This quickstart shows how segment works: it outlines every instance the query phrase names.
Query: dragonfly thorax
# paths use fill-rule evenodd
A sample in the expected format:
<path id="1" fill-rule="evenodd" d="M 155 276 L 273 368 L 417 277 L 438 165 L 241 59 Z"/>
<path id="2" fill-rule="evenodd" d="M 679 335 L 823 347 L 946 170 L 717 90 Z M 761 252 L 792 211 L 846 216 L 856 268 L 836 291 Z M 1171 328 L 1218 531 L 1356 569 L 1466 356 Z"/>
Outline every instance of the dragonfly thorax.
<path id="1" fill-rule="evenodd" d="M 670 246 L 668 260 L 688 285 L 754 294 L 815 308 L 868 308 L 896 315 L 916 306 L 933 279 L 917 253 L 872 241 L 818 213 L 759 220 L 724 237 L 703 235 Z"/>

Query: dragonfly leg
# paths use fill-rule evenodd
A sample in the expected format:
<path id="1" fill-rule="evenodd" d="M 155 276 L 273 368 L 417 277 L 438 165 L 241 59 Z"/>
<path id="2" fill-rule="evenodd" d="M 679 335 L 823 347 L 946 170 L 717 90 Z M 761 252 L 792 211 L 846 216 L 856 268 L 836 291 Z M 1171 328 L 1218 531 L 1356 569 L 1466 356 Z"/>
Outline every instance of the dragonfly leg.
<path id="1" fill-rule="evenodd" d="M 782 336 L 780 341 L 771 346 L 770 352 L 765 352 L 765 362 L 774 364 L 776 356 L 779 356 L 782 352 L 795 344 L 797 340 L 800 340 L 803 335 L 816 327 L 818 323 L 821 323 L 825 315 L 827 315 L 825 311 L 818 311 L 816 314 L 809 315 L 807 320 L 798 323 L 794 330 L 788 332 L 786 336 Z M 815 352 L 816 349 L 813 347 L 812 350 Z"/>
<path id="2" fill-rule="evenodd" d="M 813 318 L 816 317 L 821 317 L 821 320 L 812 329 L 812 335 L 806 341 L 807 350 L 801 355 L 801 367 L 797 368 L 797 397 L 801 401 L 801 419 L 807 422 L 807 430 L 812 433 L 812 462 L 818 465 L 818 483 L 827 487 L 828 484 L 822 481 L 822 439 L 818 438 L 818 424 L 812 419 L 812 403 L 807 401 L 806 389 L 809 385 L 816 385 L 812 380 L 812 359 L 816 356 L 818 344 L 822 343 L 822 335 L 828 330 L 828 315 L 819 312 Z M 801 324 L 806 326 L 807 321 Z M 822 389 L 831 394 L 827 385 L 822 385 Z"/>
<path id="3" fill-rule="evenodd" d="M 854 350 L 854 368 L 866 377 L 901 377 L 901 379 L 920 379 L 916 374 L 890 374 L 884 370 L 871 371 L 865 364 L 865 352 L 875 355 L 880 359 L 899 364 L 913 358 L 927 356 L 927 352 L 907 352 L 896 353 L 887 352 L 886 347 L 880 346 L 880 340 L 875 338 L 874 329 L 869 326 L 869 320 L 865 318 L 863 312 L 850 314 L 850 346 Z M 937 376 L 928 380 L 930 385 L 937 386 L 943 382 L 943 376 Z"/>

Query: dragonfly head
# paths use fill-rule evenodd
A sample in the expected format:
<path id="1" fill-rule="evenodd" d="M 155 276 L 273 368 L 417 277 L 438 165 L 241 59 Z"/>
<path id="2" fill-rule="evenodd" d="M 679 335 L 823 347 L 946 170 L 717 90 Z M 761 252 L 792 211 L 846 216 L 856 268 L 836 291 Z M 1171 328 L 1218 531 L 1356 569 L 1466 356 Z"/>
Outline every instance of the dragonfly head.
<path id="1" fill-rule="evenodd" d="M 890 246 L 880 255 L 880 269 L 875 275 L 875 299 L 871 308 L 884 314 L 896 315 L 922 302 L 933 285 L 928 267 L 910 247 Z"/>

· · ·

Exercise prompt =
Rewrite the records with every "expected format" changed to "required format", keeping everything else the same.

Result below =
This quickstart shows how segment works: it outlines every instance the query phrase names.
Query: dragonfly thorax
# paths use fill-rule evenodd
A sample in the required format:
<path id="1" fill-rule="evenodd" d="M 155 276 L 273 368 L 417 277 L 438 165 L 241 59 Z"/>
<path id="2" fill-rule="evenodd" d="M 679 335 L 823 347 L 946 170 L 717 90 Z M 761 252 L 792 211 L 846 216 L 856 268 L 836 291 Z M 1171 328 L 1218 531 L 1356 569 L 1466 356 Z"/>
Outline every instance of the dragonfly thorax.
<path id="1" fill-rule="evenodd" d="M 670 246 L 668 260 L 688 285 L 754 294 L 815 308 L 868 308 L 896 315 L 916 306 L 933 279 L 917 253 L 872 241 L 818 213 L 759 220 L 724 237 L 703 235 Z"/>

Query: dragonfly leg
# paths use fill-rule evenodd
A sample in the required format:
<path id="1" fill-rule="evenodd" d="M 155 276 L 273 368 L 417 277 L 438 165 L 241 59 Z"/>
<path id="2" fill-rule="evenodd" d="M 679 335 L 823 347 L 946 170 L 717 90 Z M 761 252 L 792 211 L 846 216 L 856 268 L 836 291 Z M 1171 328 L 1218 531 L 1356 569 L 1466 356 Z"/>
Outline every instance of the dragonfly leg.
<path id="1" fill-rule="evenodd" d="M 782 336 L 780 341 L 771 346 L 770 352 L 765 352 L 765 362 L 774 364 L 776 356 L 779 356 L 782 352 L 795 344 L 797 340 L 800 340 L 803 335 L 816 327 L 818 323 L 821 323 L 825 315 L 827 315 L 825 311 L 818 311 L 816 314 L 809 315 L 807 320 L 798 323 L 794 330 L 788 332 L 786 336 Z M 815 352 L 816 349 L 813 347 L 812 350 Z"/>
<path id="2" fill-rule="evenodd" d="M 813 318 L 816 317 L 821 317 L 821 320 L 812 329 L 812 335 L 806 341 L 807 350 L 801 355 L 801 367 L 797 368 L 797 397 L 801 401 L 801 419 L 807 422 L 807 430 L 812 433 L 812 462 L 818 465 L 818 483 L 827 487 L 828 484 L 822 481 L 822 439 L 818 438 L 818 424 L 812 419 L 812 403 L 807 401 L 806 389 L 809 385 L 816 385 L 812 380 L 812 359 L 816 356 L 818 344 L 822 343 L 822 335 L 828 330 L 828 315 L 819 312 Z M 801 324 L 806 326 L 807 321 Z M 822 389 L 831 394 L 827 385 L 822 385 Z"/>
<path id="3" fill-rule="evenodd" d="M 854 350 L 854 368 L 866 377 L 901 377 L 901 379 L 920 379 L 916 374 L 890 374 L 884 370 L 871 371 L 865 364 L 865 352 L 875 355 L 880 359 L 899 364 L 913 358 L 927 356 L 927 352 L 907 352 L 896 353 L 887 352 L 886 347 L 880 346 L 880 340 L 875 338 L 874 329 L 869 326 L 869 320 L 865 318 L 863 312 L 850 314 L 850 346 Z M 937 376 L 928 380 L 930 385 L 937 386 L 943 382 L 943 376 Z"/>

Query: dragonfly head
# paths use fill-rule evenodd
A sample in the required format:
<path id="1" fill-rule="evenodd" d="M 155 276 L 273 368 L 417 277 L 438 165 L 241 59 Z"/>
<path id="2" fill-rule="evenodd" d="M 679 335 L 823 347 L 946 170 L 717 90 Z M 761 252 L 792 211 L 846 216 L 856 268 L 836 291 Z M 1171 328 L 1218 531 L 1356 569 L 1466 356 Z"/>
Outline every instance of the dragonfly head.
<path id="1" fill-rule="evenodd" d="M 890 246 L 880 255 L 880 269 L 875 275 L 875 299 L 871 308 L 884 314 L 896 315 L 922 302 L 933 285 L 928 267 L 910 247 Z"/>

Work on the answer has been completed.